DIRECTIONS FOR THIS TASK:
Output all of the lines below exactly, and leave out each image.

DATA SUPPLIED section start

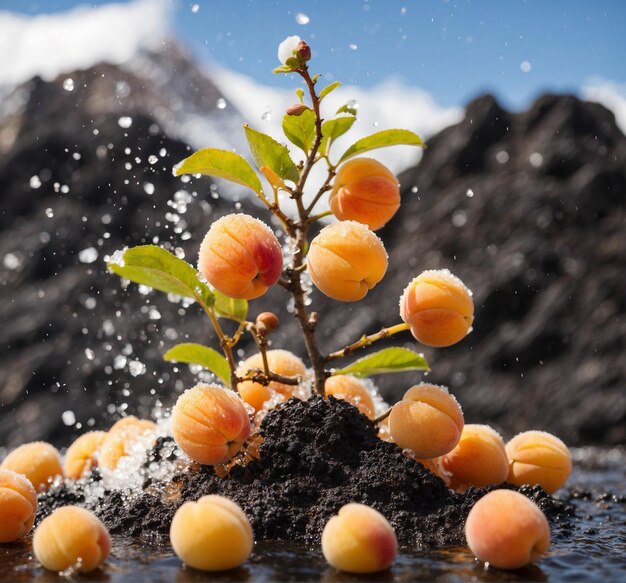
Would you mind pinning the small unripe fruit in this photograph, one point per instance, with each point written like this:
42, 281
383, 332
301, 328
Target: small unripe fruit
240, 256
18, 506
210, 423
538, 457
507, 530
438, 308
81, 456
352, 390
71, 537
365, 191
39, 461
359, 540
212, 534
478, 459
428, 421
346, 260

DATA SUPPLIED section end

SOLVED PROBLEM:
Would you mind pinning the small unripe fruit in this photograph, one point per instance, with each point written like this:
42, 281
383, 332
301, 328
Target: small unripe fruit
240, 256
18, 506
210, 423
538, 457
507, 530
438, 308
81, 456
352, 390
71, 537
365, 191
39, 461
359, 540
212, 534
478, 459
428, 421
346, 260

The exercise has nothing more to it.